## Exercise objective
When the string "upper" appears in a line of the records, show the whole line.
---- The records
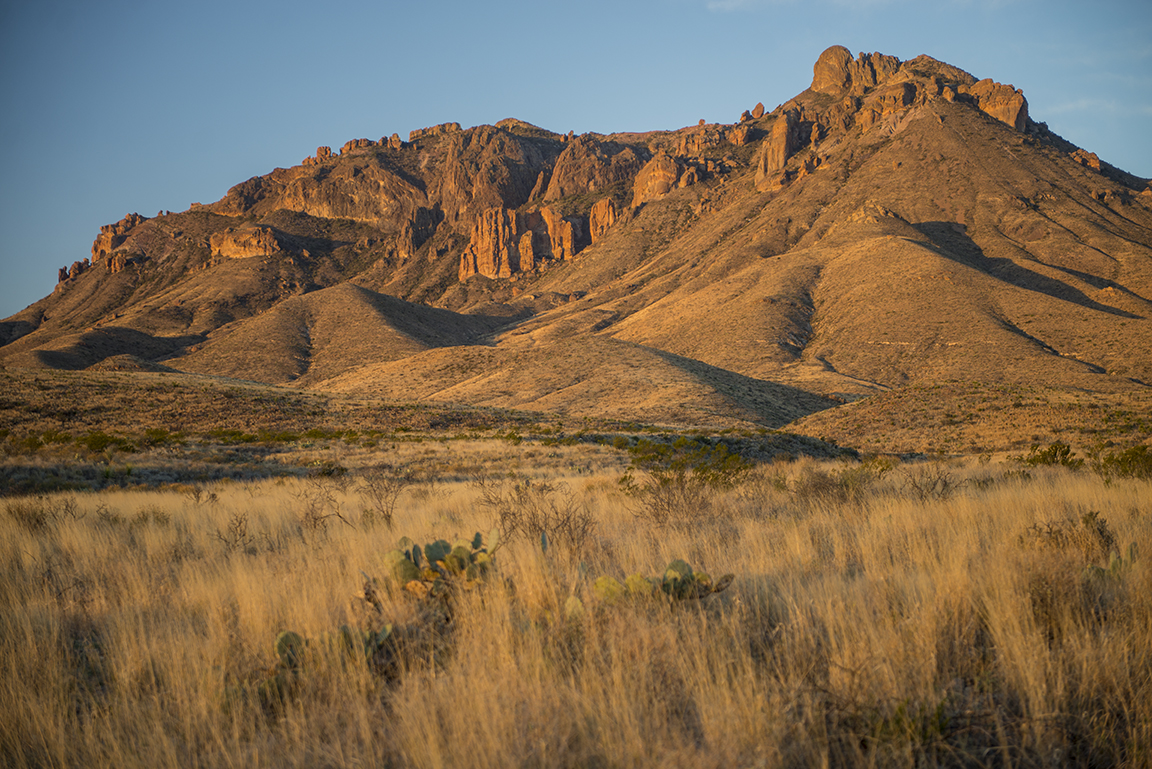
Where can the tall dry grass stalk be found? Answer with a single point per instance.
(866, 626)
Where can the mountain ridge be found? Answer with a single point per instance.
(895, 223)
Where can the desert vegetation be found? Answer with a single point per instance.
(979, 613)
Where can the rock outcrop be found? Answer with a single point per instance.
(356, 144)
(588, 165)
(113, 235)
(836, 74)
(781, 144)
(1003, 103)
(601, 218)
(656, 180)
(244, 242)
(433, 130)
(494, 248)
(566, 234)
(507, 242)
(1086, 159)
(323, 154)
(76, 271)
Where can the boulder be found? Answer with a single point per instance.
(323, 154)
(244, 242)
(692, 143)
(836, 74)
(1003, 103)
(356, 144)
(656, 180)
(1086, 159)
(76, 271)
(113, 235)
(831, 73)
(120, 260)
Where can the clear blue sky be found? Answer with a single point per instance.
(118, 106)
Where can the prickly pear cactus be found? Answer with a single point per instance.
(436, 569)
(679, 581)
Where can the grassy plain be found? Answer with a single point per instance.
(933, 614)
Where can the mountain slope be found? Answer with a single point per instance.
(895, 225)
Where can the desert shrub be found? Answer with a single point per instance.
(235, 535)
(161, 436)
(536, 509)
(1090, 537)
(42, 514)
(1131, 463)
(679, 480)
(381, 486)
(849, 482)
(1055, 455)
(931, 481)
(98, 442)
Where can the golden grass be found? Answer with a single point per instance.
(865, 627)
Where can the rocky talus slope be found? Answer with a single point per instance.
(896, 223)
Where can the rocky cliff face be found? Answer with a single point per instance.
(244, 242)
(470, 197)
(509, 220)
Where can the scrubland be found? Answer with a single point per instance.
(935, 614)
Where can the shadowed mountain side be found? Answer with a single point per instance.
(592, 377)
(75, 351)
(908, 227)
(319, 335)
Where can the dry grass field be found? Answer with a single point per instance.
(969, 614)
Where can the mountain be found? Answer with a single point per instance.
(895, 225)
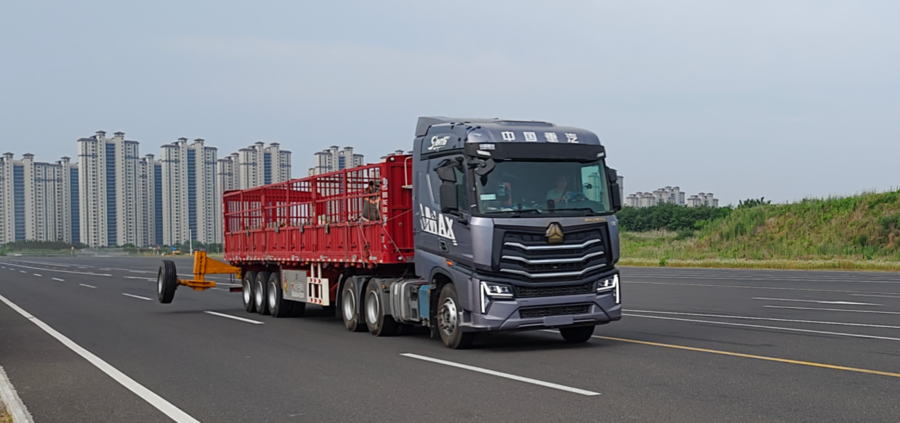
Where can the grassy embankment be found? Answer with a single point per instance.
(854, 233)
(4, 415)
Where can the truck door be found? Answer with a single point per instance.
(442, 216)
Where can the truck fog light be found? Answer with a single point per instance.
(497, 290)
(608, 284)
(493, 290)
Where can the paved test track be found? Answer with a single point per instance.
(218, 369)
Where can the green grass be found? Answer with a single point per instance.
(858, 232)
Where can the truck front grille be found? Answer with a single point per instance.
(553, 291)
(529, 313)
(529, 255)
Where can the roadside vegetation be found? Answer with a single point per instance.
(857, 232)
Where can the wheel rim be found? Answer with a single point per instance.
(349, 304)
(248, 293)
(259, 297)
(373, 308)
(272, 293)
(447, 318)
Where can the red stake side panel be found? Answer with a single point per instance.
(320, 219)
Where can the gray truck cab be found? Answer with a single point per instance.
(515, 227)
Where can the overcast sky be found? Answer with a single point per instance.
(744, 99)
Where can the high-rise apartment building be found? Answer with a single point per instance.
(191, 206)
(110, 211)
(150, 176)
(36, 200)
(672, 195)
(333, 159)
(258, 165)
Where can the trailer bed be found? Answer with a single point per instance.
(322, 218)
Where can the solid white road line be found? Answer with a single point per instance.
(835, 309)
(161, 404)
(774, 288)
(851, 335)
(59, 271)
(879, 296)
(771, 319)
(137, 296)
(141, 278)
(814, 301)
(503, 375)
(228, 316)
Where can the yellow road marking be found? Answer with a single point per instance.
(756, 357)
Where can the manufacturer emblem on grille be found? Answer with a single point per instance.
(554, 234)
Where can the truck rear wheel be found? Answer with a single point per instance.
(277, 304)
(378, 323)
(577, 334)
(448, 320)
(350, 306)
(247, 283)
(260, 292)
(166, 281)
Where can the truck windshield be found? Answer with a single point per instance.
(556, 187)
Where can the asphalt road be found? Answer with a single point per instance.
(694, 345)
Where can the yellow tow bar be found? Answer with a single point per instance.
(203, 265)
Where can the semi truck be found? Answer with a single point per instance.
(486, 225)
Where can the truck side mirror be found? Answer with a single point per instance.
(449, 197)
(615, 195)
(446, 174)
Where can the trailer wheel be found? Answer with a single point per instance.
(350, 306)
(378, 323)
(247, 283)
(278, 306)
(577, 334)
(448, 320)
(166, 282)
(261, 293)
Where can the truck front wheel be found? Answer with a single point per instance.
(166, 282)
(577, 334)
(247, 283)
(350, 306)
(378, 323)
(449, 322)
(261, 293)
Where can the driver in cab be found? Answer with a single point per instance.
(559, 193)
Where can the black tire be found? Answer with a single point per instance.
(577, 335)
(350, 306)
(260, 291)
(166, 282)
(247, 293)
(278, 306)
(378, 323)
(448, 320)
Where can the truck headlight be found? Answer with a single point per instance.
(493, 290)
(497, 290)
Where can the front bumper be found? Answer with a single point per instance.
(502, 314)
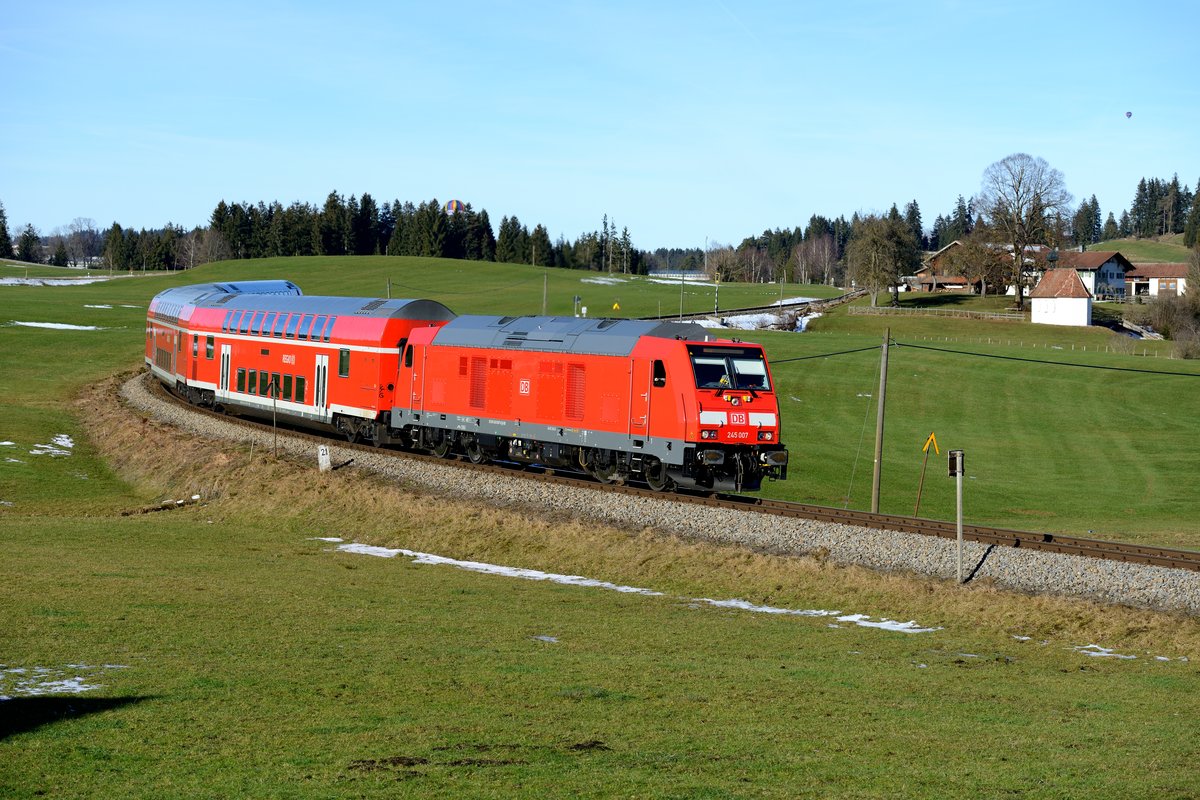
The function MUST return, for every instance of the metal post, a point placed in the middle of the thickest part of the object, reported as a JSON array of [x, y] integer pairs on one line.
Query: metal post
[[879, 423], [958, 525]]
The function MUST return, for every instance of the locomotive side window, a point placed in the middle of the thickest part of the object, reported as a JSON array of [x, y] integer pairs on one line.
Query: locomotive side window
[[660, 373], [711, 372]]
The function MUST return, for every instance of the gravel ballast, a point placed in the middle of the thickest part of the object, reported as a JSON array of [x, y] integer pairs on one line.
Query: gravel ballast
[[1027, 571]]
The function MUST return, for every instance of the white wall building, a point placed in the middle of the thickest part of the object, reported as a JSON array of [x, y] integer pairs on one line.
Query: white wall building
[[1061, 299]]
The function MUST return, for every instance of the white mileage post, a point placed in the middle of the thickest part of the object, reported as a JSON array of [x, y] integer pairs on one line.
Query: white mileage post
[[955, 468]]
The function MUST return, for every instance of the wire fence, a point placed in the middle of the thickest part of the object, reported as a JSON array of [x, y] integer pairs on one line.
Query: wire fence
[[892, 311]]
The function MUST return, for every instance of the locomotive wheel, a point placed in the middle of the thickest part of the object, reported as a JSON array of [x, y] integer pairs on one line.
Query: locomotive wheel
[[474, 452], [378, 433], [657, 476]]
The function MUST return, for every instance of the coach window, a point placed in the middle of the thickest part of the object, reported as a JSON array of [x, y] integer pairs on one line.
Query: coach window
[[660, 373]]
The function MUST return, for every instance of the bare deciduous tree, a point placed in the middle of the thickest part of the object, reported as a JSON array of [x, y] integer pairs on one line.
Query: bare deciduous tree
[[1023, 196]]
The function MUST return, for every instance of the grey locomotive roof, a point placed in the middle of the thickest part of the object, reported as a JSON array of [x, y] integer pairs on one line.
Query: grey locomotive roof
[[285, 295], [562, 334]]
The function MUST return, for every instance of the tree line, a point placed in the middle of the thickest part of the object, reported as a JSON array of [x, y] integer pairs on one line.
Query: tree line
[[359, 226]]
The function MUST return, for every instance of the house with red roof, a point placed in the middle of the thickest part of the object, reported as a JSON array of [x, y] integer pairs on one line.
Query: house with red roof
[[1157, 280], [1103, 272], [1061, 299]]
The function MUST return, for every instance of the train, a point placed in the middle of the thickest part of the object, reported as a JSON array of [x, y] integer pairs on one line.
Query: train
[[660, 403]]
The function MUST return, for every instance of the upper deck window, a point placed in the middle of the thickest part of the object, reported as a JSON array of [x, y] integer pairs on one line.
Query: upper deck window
--------
## Task result
The function MUST return, for every instance of the upper deck window, a point placed in the middle of the thickest part of the object, reported as a JSON array of [x, y] integer pairs on one line.
Query: upper deck window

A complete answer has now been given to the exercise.